━━ RECORDS FOR THE TASK

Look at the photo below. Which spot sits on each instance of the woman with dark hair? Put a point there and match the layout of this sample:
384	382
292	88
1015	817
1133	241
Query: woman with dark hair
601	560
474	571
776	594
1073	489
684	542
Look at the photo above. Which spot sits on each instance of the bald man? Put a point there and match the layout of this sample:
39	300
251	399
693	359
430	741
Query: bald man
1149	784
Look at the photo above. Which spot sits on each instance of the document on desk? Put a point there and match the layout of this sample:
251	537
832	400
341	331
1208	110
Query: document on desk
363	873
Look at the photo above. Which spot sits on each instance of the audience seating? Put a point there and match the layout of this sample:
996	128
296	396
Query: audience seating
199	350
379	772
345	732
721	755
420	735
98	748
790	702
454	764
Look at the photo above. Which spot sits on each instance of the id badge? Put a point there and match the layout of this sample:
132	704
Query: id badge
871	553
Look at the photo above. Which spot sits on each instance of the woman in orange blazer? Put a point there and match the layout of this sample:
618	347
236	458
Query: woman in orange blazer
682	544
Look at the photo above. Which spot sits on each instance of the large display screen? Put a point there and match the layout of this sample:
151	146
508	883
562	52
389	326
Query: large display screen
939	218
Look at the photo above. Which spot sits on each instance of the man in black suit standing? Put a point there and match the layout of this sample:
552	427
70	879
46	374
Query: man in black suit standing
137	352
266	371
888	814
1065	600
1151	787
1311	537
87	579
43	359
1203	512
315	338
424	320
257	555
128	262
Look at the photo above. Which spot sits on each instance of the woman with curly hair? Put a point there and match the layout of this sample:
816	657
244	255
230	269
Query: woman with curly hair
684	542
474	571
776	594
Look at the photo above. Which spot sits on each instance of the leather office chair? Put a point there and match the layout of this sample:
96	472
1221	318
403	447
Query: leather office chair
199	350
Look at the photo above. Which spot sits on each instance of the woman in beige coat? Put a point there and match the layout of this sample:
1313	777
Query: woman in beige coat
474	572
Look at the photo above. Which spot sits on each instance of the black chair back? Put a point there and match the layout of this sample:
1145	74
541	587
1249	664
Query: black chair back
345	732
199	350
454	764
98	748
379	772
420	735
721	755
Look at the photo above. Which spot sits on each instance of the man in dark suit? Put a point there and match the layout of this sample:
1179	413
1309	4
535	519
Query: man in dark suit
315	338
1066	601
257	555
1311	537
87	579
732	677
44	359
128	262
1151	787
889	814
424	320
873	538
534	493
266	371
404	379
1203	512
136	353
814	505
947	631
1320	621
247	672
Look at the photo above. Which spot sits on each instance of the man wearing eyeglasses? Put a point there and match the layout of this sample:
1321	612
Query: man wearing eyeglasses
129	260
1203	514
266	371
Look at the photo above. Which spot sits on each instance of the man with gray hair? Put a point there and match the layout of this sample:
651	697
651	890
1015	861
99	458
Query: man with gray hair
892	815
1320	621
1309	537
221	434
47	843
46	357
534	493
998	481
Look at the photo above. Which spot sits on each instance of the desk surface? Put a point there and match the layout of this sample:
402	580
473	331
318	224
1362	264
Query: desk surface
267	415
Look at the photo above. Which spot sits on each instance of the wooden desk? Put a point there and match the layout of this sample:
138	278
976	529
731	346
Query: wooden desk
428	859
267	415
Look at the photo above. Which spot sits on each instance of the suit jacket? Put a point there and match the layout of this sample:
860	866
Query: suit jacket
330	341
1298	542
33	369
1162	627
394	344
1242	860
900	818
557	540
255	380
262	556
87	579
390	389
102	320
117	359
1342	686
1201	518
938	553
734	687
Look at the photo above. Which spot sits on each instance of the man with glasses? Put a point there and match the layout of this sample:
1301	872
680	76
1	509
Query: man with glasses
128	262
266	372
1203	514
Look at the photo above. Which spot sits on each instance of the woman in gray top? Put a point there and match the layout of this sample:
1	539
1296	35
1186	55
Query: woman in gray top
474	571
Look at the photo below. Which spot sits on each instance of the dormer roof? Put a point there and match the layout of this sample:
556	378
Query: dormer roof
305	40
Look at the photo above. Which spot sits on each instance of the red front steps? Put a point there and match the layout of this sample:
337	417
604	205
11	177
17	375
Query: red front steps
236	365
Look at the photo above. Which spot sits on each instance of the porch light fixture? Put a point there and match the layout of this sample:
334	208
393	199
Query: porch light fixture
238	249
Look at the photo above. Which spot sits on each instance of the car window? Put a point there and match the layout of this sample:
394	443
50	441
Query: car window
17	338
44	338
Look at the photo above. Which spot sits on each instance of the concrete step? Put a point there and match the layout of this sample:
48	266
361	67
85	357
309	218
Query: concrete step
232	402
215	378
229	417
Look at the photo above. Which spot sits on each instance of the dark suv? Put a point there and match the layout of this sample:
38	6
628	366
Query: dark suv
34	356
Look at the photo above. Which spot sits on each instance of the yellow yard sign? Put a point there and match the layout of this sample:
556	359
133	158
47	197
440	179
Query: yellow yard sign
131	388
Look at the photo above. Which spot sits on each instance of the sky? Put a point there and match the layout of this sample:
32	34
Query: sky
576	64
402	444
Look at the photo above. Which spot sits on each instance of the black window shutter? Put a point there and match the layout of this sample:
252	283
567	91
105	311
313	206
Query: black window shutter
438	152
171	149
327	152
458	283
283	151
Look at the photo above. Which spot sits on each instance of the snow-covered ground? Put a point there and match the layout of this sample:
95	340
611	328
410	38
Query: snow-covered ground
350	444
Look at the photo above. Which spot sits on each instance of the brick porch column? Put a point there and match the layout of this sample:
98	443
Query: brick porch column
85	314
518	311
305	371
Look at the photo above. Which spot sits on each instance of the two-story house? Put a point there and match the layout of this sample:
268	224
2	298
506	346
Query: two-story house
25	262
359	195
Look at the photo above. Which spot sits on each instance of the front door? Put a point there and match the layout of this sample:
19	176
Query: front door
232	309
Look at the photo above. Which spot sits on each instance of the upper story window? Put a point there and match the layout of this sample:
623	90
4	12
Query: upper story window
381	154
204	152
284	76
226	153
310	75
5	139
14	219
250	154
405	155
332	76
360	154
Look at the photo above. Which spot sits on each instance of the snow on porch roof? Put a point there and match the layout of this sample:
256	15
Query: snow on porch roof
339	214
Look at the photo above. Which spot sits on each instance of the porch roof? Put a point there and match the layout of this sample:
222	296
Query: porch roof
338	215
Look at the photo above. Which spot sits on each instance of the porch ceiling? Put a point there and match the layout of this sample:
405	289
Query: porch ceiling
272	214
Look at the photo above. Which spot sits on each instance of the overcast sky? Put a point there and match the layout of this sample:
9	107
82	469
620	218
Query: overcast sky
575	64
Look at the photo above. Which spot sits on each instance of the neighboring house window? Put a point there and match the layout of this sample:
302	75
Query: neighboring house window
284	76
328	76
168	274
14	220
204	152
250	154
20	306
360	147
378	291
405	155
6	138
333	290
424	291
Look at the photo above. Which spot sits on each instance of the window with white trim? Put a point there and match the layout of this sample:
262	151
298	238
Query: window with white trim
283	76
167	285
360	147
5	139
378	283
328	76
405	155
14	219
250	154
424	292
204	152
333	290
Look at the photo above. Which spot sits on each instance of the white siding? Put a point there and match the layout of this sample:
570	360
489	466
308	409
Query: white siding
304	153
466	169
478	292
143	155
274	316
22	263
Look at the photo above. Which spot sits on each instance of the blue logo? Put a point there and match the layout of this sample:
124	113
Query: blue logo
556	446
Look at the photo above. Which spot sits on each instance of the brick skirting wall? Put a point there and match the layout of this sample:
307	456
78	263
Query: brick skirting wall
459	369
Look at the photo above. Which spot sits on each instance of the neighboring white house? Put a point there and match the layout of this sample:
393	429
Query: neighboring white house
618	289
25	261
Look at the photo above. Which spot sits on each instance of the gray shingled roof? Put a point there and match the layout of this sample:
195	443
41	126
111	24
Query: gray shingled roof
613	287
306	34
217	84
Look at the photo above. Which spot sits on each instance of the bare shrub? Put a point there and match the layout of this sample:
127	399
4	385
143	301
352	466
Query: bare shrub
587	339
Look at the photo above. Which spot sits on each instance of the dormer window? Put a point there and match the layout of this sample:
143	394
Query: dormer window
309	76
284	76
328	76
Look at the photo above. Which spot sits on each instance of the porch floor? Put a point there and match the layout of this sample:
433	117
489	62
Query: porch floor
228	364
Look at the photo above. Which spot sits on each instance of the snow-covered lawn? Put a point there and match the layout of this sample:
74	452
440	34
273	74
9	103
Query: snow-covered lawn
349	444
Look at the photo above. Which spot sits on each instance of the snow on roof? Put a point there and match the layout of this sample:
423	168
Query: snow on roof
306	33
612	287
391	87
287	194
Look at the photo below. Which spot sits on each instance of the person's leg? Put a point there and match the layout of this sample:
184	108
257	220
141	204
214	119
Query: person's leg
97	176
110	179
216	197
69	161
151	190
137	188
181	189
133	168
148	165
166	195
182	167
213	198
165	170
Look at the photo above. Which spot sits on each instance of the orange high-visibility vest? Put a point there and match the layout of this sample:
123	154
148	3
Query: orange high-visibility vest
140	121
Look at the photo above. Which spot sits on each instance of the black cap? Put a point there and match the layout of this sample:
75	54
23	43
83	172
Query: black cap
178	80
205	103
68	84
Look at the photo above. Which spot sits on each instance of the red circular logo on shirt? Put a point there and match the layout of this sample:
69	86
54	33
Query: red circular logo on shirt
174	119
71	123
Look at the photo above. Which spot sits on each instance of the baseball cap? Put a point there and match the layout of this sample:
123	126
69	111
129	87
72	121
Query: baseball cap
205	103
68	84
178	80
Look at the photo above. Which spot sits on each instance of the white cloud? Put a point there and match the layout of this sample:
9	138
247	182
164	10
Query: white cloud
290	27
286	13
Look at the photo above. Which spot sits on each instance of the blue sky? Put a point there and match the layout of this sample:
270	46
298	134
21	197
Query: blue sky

━━━━

| DIRECTIONS FOR THIS TASK |
The lines above that include "below" should each be listed.

| RESPONSE |
Look at the photo below. Which spot sits on each instance of the woman with dark hair? Put a point there and match the layout of this sample:
Look at the photo below. Which spot sits on each instance of the dormer roof? Put a point there and match the layout of this sample:
Look at the photo below. Which spot sits on each instance of the person's leg? Put a point there and match the layout of this sample:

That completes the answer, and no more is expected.